Selected excerpt:
+---+
The song’s lyrics also make great use of one of the more unique verbs of the English language — to ‘vampirize’, which according to Google’s Ngram has been around since the 1890s. It’s got a special boost over the last 30 years.

2. Captain Zorro – “The Phantasm Theme (Disco Version)” (1979)

The original Phantasm soundtrack, composed by Fred Myrow and Malcolm Seagrave, was heavily influenced by the Tubular Bells theme from The Exorcist (as was everyone else!).

But in 1979, disco fever was at its peak, and everyone from Bruce Lee to Disney were getting the disco treatment. And so someone called Captain Zorro reworked this wonderful Phantasm theme for the nightclubs, turning its drones and spooky twangs into dance-beats, and a nice female chorus line.

Now a minor collector’s item, the 12-inch release was perhaps the first instance of blood-spattered vinyl being used as a nifty marketing campaign for horror. Who would’ve thought?

3. Claudio Simonetti and Goblin – “Tenebrae (Main Title)” (1982)

All of this — this list, my Halloween show, an ongoing obsession with Italo disco — can be traced back to this one particular theme, which I listened to heavily as a teenager, a side-affliction of being a horror-movie fan.

The now well-known prog-rock group Goblin became most famous in Italy for scoring Profondo Rosso in 1974. Their haunting title theme spent 14-weeks at Number 1 on the Italian Charts (saying something about Italians and horror.) For the English-speaking world, it is their legendary Suspiria soundtrack that has become their defining work.

However, not so well-known is the fact that keyboardist and founding member Claudio Simonetti had a break from the band in the late 70s, launching into the world of disco production.

Taking his cue from Giorgio Moroder, Simonetti’s name ended up behind a plethora of Italian disco hits: Easy Going’s “Fear,” “Walkman” by Kasso, and Vivien Vee’s “Remember,” which made its way onto The Warriors soundtrack in the U.S.

When Simonetti returned to film composing in the early 80s, he had behind him this arsenal of production techniques that he pulled out all the stops for on for his brilliant Tenebrae soundtrack. A secondary theme, “Flashing” is also worth checking out. Though it’s not so good for dancing to, it has a ferocious build-up and climax.

4. The Creatures – “Believe in Yourself” (1983)

The Creatures get a lot of kudos within the Italo disco scene. They were a band in the style of Parliament who would all dress up in wild costumes, performing at the very famous L’Altromondo Studios Discotheque in Rimini in Northern Italy.

They also appeared in the one — and only, as far as I know — Italo disco movie Jocks in 1984. (Not to be confused with the American sex comedy of the same name. The name probably refers to disc jockeys, rather than jock-straps!)

5.  Kano – “Ikeya Seki” (1983)

This is a very powerful instrumental track by Kano, an Italo disco group made up of Stefano Pulga, Luciano Ninzatti, and Matteo Bonsanto. Kano undoubtedly made some of the best Italo tracks of their time, some of which had a fundamental influence on Detroit Techno and Chicago House.

Their style and sound was partly influenced by The Alan Parson’s Project. “Ikeya Seki” also happened to be the name of a comet that passed through the skies in the 1960s, which is something that the producers must have witnessed as kids, the same way my generation saw Haley’s Comet in the late 80s.

In my mind, this is the perfect horror disco track — one that I became obsessed with a number of years ago. And if it sounds familiar to you, then there is a reason for this: It was sampled by Kavinsky on his track “Grand Canyon.”
+---+
Brief:
Reproduce the horror disco excerpt word for word, starting at the words "However, not so" and stopping after the words "of disco production.". The rows that follow aren't needed for anything here.

Information provided:
+---+
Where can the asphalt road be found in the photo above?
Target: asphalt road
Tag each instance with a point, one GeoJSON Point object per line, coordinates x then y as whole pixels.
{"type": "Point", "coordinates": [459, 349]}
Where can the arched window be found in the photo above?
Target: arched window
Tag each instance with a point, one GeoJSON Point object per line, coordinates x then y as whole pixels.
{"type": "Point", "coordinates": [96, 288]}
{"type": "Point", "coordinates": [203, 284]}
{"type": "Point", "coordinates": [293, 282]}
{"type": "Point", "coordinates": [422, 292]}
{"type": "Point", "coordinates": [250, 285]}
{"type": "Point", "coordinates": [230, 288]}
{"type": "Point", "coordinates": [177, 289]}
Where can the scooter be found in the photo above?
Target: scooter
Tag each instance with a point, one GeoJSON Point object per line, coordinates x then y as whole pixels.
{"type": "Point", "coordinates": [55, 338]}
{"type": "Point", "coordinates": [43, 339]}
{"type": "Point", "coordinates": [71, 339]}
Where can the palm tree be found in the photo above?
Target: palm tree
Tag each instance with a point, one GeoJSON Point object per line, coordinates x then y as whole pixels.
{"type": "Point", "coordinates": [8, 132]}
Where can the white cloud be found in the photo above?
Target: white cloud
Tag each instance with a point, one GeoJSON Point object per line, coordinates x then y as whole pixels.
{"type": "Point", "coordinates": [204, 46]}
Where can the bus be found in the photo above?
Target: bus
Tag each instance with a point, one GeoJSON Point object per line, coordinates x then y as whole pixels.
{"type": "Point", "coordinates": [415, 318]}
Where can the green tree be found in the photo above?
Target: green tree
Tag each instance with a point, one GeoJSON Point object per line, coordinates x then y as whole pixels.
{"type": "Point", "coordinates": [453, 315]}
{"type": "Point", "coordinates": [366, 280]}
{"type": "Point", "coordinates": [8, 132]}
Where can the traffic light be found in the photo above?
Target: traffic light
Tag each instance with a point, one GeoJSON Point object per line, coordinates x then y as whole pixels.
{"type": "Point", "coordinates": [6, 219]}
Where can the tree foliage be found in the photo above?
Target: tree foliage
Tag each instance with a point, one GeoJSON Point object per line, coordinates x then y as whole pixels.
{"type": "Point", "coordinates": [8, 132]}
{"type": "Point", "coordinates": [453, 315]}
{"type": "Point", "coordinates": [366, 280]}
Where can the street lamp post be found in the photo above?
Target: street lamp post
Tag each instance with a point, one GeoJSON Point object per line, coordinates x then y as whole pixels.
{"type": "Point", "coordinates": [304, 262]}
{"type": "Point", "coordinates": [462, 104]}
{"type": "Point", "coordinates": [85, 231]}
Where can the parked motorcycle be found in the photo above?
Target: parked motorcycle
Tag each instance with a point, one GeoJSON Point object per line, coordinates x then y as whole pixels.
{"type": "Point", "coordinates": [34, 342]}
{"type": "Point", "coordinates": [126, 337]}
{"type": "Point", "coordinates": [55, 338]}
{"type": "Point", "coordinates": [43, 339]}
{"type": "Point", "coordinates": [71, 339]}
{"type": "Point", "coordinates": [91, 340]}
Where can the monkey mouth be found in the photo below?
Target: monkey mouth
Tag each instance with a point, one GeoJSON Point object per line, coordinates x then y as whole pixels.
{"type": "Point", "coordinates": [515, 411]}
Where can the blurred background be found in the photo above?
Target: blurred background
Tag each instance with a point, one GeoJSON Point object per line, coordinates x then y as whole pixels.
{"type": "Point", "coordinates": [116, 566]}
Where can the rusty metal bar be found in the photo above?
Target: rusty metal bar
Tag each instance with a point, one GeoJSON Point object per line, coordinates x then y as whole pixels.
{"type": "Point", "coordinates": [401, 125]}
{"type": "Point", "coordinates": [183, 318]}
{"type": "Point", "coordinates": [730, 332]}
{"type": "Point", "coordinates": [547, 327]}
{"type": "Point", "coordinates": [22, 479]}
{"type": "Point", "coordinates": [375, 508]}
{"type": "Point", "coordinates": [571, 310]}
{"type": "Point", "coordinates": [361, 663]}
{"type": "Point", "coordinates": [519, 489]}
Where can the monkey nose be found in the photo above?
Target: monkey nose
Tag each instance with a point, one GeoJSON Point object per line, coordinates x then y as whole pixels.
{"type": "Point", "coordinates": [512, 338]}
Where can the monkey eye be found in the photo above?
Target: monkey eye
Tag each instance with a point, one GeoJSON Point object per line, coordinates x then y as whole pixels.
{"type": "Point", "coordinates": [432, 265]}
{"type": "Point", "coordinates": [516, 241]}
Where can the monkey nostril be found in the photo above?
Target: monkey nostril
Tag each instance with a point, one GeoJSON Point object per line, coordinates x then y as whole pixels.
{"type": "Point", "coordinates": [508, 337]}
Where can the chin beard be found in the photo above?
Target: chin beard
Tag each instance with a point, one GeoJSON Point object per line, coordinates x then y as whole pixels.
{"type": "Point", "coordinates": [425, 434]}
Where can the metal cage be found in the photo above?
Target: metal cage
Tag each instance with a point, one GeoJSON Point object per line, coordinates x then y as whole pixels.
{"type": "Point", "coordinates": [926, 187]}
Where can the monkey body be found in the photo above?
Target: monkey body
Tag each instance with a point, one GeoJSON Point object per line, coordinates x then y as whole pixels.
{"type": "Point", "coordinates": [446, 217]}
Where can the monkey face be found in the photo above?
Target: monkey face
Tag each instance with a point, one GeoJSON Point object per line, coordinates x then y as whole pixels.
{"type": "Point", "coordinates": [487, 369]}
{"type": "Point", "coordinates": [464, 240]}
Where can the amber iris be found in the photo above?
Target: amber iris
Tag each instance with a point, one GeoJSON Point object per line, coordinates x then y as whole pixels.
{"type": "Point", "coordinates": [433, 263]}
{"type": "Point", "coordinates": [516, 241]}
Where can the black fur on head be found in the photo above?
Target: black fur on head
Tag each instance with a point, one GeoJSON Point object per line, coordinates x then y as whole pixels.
+---+
Exercise result:
However, not so well-known is the fact that keyboardist and founding member Claudio Simonetti had a break from the band in the late 70s, launching into the world of disco production.